┌─ PROVIDED RECORDS

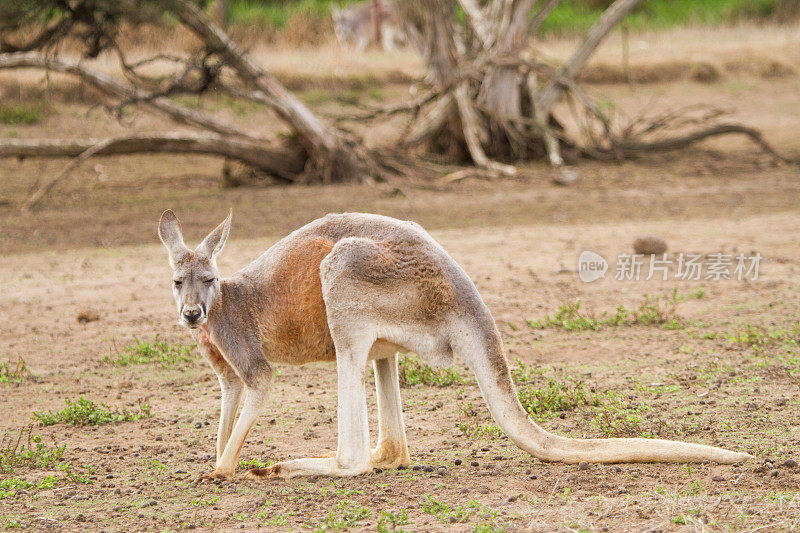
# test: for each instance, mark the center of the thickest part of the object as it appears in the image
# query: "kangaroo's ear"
(214, 241)
(169, 231)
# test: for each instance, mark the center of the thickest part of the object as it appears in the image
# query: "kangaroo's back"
(388, 255)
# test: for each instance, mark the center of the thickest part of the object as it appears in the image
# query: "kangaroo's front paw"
(213, 477)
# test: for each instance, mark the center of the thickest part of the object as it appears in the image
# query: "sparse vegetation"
(555, 397)
(28, 450)
(389, 521)
(344, 516)
(412, 371)
(83, 412)
(660, 310)
(158, 351)
(14, 372)
(24, 113)
(445, 513)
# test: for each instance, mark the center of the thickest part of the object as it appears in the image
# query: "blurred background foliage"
(570, 17)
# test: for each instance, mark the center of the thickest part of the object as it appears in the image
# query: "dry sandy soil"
(720, 366)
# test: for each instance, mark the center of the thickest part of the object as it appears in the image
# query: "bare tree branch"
(469, 122)
(599, 30)
(120, 89)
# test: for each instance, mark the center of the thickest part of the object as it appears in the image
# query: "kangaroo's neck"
(231, 305)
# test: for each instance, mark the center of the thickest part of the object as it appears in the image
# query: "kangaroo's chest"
(293, 326)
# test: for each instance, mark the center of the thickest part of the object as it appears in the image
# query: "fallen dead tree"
(490, 101)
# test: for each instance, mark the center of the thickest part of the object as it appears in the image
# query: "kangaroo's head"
(195, 279)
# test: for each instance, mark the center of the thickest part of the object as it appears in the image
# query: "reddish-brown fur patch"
(294, 323)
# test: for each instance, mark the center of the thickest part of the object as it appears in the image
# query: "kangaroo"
(354, 288)
(362, 24)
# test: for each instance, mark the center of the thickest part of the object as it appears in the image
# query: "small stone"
(649, 245)
(86, 316)
(564, 176)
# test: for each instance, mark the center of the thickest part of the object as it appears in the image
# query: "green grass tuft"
(555, 397)
(83, 412)
(14, 372)
(412, 371)
(24, 113)
(158, 351)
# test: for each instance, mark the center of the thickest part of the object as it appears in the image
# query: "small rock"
(86, 316)
(649, 245)
(564, 176)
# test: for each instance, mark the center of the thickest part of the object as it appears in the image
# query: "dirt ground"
(719, 366)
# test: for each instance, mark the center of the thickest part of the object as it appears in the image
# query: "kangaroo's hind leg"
(352, 451)
(391, 450)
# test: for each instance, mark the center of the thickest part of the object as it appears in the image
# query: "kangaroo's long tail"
(482, 350)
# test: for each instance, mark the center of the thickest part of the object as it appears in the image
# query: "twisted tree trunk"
(333, 155)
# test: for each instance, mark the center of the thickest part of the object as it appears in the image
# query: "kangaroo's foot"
(389, 454)
(215, 476)
(312, 466)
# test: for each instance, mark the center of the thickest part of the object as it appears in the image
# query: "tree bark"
(596, 34)
(333, 154)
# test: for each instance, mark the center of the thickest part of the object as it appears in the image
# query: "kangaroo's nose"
(191, 314)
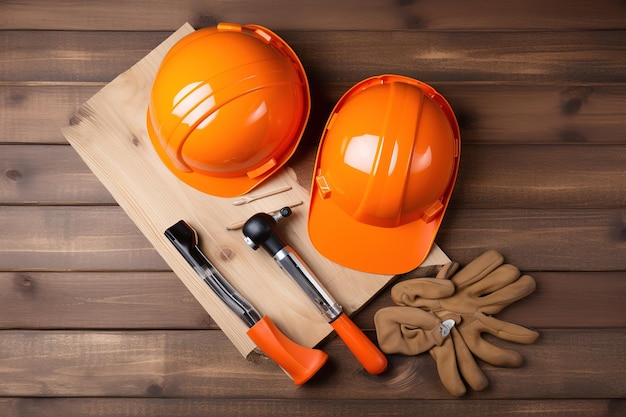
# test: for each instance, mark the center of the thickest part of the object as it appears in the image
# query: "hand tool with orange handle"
(260, 230)
(300, 362)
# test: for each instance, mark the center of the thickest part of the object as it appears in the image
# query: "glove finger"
(495, 301)
(447, 367)
(494, 355)
(421, 292)
(406, 330)
(448, 270)
(490, 353)
(477, 269)
(467, 365)
(507, 331)
(497, 279)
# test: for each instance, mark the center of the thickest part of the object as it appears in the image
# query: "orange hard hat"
(384, 172)
(228, 107)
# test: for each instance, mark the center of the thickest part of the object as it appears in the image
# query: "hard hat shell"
(228, 107)
(385, 169)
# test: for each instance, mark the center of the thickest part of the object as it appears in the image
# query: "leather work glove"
(483, 288)
(411, 331)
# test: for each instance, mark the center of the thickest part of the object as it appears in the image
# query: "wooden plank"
(488, 113)
(490, 176)
(539, 240)
(36, 112)
(104, 239)
(562, 364)
(157, 300)
(343, 56)
(109, 133)
(148, 407)
(315, 15)
(97, 300)
(73, 237)
(48, 174)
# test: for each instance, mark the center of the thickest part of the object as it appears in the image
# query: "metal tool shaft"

└─

### TASK TO COMPLETE
Leave the pictures out, and transcribe each of the records exactly.

### ANSWER BELOW
# test: for each instance, mark the center of the thickest part of the object as it appears in the image
# query: "kangaroo's ear"
(214, 241)
(169, 231)
# test: for each instance, mark the center of the thickest part of the object as it appears in the image
# query: "kangaroo's back"
(388, 255)
# test: for each instance, mark the center of the thickest part of the object as it appears in the image
# query: "kangaroo's front paw"
(213, 477)
# test: for each instance, mark the center of the thickest part of the object as it appears in the image
# query: "sparse vegetation"
(555, 397)
(28, 450)
(389, 521)
(344, 516)
(412, 371)
(83, 412)
(660, 310)
(158, 351)
(14, 372)
(24, 113)
(445, 513)
# test: for each instance, mark the center of the thickest part of the object as it appears in the image
# query: "blurred background foliage"
(570, 17)
# test: for each instance, mark the center of the thickest part of the object as it appears in the image
# query: "dry sandy soil"
(720, 366)
# test: for each instance, mark the center of the thickest part of the object as it appears in the image
# query: "bare tree branch"
(469, 122)
(599, 30)
(120, 89)
# test: for each instance, mark the center of the thickest part of the object as it appears in the image
# query: "kangaroo's neck"
(231, 305)
# test: for each instance, mark the center of the thickest part of the object as it appears in the image
# query: "kangaroo's chest"
(293, 326)
# test: for each instance, mark the center of the thickest part of the object as it appears in the image
# query: "fallen dead tree"
(490, 101)
# test: for each instance, mark the center of the thickest part of the object as it appears in the image
# query: "kangaroo's head"
(195, 279)
# test: for each instance, mark the center of the thickest part of the object as it appears in the image
# query: "reddish-brown fur patch"
(294, 323)
# test: for each instance, mark the center of the thickest part of the object as it appears in the image
# query: "kangaroo"
(354, 288)
(362, 24)
# test: for each instance, mark the center of the thickest part of the object as it appears in the image
# query: "small stone"
(649, 245)
(86, 316)
(564, 176)
# test: for each instance, mark the center of the thickest part of the object as it appears in the image
# query: "green grass tuft"
(555, 397)
(83, 412)
(14, 372)
(412, 371)
(24, 113)
(158, 351)
# test: for each instance, mark the center of the thickest part of the object as it appears in the image
# query: "small rock"
(86, 316)
(649, 245)
(564, 176)
# test: for each instance, mark the center of the thickest part of the object as it appears in the image
# query: "dirt ground"
(719, 366)
# test: for each instance, mark the center of the thickest part of the object as it appears in the image
# query: "kangaroo's hind leg"
(352, 451)
(391, 450)
# test: for each instance, mark the center of the thickest part of the object as it appears in the image
# query: "kangaroo's long tail"
(482, 350)
# test: for each instance, mark the center of the thickest part of the object as it appears in the image
# query: "twisted tree trunk"
(333, 155)
# test: for each instance, mark the center of the thickest part of the object as it appears in the image
# query: "kangaroo's foot"
(389, 454)
(215, 476)
(312, 466)
# test: for each instance, mark the center of the thickest part of the object as it appears in the image
# query: "tree bark"
(596, 34)
(333, 154)
# test: for each instance, mark the center of the thickest part of the object as it appears in the image
# query: "kangaroo's nose"
(191, 314)
# test: for each instance, mark the center of the thickest part of the object as it appears in the image
# query: "hand tool with orange handle"
(260, 230)
(300, 362)
# test: for each instance, mark the center of the thickest part of the object as it appears in the image
# query: "glove finger"
(495, 301)
(447, 367)
(494, 355)
(421, 292)
(406, 330)
(448, 270)
(490, 353)
(477, 269)
(467, 365)
(507, 331)
(497, 279)
# test: for each instance, mark the center of the thickest part of the object as it appears in the image
# query: "orange hard hat"
(384, 172)
(228, 107)
# test: for each instance, mark the center of the thickest part of the object as it appears in the image
# query: "hard hat shell"
(228, 107)
(385, 169)
# test: for each instance, mark the center of the thickest part of the object as it appears in the image
# query: "leather work glove"
(483, 288)
(411, 331)
# test: for each instance, mark the center of the thickest part of the object as it appears in the image
# query: "wooden plank"
(488, 113)
(490, 176)
(539, 240)
(36, 112)
(104, 239)
(562, 364)
(157, 300)
(343, 56)
(109, 133)
(148, 407)
(315, 15)
(97, 300)
(73, 237)
(48, 174)
# test: for each instance, mark the center of the thickest part of the object as it appears in the image
# query: "metal tool shaft"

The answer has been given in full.